## AIM
Pull out every line in the data below that contains the word "eyebrow".

## RAW RECORDS
········
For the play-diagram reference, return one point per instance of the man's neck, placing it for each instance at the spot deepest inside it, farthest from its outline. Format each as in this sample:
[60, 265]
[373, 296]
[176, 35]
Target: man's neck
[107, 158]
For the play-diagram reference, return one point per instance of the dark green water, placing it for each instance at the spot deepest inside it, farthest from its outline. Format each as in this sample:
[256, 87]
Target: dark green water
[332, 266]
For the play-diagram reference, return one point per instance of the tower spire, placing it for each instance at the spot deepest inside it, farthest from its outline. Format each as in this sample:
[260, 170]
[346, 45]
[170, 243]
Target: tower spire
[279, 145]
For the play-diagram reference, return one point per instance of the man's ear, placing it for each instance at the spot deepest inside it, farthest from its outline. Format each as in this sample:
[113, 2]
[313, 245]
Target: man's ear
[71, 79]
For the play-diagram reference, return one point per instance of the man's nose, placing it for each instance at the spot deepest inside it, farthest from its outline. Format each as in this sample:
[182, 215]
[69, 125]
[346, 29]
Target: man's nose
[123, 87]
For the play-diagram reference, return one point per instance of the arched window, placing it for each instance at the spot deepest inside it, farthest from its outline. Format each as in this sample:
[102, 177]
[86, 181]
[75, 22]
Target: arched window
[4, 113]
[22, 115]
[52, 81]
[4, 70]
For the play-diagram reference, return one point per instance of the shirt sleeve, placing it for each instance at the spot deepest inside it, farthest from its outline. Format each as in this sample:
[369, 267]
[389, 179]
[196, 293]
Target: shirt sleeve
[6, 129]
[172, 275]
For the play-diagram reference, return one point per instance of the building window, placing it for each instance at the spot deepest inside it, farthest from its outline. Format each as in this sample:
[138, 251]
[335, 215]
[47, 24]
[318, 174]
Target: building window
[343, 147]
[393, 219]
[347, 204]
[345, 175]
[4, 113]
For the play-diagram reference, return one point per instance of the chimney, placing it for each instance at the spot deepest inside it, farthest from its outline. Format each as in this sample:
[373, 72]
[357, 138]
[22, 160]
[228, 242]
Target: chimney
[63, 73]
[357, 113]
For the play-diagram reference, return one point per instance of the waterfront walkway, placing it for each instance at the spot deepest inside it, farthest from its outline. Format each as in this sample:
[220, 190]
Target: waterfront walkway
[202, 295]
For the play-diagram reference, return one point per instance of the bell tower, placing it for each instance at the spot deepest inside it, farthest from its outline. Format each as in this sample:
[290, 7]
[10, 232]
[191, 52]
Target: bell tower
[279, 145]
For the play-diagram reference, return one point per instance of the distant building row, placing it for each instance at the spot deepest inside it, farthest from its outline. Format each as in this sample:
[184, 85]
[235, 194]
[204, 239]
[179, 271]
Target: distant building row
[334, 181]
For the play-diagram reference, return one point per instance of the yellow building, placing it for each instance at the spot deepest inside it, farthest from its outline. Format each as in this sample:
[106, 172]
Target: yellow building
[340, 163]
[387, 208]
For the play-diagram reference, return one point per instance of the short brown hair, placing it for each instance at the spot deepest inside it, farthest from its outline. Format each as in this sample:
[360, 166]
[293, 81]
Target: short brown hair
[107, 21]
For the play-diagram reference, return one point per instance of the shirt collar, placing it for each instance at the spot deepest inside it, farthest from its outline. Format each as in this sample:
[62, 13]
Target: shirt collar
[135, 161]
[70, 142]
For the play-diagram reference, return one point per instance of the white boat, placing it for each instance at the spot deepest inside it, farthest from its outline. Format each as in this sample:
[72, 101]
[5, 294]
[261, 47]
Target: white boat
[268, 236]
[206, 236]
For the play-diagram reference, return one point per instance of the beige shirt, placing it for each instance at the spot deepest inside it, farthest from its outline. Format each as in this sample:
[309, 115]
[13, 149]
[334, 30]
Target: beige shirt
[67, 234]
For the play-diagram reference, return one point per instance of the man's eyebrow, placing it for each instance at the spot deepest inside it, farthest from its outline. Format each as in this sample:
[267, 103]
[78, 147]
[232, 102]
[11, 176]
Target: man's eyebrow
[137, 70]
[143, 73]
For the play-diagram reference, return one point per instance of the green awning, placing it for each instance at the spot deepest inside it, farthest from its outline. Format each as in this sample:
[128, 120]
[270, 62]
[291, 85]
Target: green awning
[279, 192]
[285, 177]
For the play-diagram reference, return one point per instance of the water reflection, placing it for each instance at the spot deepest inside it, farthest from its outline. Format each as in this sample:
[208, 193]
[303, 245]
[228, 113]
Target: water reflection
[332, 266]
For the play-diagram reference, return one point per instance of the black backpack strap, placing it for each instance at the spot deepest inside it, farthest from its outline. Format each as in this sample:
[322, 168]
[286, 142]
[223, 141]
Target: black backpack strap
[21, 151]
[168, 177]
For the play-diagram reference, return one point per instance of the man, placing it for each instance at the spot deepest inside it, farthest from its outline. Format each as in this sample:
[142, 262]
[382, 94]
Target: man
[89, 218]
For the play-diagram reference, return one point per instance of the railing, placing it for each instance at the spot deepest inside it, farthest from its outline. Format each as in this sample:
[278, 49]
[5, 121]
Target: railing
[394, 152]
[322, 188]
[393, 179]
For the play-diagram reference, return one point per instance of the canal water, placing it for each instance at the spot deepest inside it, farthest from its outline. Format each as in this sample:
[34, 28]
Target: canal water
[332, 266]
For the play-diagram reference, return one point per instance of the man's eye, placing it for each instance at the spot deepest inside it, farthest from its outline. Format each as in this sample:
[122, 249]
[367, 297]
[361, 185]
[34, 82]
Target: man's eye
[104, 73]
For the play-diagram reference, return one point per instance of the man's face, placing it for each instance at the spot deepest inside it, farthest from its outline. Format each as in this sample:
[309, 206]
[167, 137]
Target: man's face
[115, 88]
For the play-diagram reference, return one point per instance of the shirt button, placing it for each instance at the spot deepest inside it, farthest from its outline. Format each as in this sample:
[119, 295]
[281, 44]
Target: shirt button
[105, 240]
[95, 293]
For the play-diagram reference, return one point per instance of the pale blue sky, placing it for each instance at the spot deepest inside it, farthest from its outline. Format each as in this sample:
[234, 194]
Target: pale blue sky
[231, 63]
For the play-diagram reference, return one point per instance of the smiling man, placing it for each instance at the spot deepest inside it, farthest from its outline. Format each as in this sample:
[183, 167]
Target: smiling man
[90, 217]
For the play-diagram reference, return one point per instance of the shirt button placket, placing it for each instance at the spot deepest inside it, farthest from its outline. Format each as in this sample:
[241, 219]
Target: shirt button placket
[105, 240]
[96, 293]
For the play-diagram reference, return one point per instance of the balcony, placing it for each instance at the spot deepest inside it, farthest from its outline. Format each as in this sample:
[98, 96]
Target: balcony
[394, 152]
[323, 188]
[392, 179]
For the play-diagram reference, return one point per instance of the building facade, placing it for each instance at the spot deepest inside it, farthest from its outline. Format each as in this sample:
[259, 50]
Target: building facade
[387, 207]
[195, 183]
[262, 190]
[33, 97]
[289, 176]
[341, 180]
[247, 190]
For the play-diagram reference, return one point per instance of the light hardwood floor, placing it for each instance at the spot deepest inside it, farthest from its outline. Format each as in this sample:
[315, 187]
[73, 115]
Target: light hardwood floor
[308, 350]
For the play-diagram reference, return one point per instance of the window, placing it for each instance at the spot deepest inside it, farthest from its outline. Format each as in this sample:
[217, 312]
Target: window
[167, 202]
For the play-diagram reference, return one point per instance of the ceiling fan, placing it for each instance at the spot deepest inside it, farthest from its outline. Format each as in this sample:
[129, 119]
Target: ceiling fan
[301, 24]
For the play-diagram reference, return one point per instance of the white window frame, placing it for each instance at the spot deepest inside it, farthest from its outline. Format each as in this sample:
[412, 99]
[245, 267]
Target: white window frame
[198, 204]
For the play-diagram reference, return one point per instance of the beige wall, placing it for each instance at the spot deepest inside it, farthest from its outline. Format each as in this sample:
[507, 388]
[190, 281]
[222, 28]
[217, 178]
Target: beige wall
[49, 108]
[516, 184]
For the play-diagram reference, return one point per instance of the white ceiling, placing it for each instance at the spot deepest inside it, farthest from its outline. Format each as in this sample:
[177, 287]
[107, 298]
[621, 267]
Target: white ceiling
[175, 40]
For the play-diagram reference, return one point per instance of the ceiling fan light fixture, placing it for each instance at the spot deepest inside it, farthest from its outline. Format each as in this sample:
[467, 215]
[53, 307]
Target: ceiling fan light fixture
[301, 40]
········
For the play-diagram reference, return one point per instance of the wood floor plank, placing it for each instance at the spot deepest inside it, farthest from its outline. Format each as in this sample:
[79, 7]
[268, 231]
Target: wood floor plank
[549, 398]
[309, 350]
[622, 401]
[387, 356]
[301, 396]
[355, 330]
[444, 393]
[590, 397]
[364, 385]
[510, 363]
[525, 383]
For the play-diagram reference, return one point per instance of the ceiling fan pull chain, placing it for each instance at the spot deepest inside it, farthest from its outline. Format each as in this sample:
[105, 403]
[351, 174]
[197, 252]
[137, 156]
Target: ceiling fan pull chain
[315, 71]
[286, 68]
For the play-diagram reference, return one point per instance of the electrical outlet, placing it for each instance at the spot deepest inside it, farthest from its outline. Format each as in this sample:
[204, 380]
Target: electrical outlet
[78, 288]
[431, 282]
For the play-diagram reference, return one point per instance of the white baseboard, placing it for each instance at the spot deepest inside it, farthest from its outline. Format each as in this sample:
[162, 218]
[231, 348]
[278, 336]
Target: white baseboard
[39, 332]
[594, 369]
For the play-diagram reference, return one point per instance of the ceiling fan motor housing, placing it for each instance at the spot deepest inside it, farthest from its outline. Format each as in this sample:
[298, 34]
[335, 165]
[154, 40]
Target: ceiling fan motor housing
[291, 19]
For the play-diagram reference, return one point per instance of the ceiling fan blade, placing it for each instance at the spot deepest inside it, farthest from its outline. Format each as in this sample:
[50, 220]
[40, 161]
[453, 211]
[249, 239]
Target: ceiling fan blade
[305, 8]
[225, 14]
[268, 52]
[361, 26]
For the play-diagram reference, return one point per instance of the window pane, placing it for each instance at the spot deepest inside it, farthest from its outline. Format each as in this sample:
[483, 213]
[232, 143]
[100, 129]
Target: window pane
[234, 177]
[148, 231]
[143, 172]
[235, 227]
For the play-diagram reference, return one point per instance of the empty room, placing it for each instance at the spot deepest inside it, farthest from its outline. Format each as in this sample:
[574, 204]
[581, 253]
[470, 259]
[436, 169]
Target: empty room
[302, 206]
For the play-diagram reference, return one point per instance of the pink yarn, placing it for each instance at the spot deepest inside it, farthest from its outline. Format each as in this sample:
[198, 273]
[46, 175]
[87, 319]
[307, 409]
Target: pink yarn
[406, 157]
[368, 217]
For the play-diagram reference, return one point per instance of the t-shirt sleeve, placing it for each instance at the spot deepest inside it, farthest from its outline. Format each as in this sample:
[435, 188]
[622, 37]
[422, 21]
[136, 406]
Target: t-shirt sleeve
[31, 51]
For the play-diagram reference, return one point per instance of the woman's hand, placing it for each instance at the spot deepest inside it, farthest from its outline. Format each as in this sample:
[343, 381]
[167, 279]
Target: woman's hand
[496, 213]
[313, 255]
········
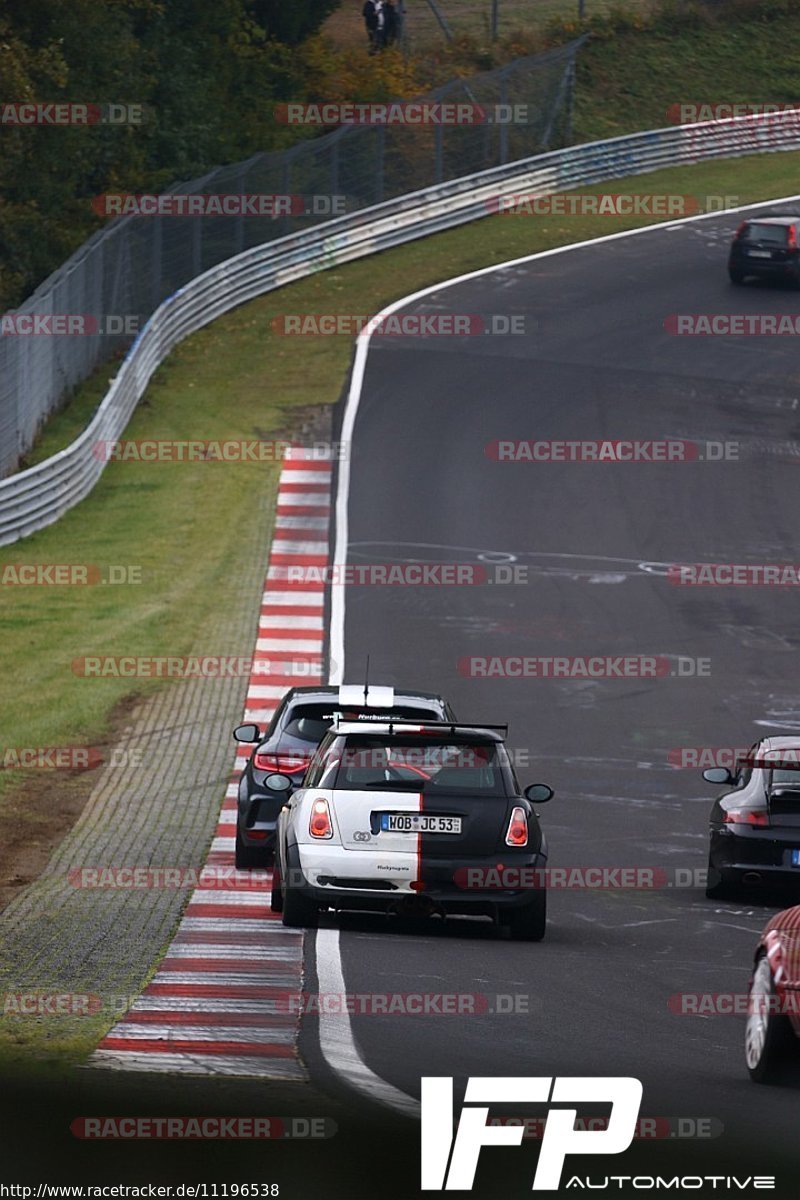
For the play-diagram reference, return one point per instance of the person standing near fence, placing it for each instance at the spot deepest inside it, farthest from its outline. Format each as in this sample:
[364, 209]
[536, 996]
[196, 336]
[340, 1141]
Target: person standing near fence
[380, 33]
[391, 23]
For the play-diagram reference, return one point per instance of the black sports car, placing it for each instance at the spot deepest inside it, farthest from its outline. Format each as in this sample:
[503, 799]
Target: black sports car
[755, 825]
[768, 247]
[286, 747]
········
## PROBLEM SOLUTION
For the play-diagram reference, return one point per instance of the man's eyebrow, placing it for each instance at the spot deepest inside it, farthest from its outline. Format each as in this sample:
Target: man's eyebrow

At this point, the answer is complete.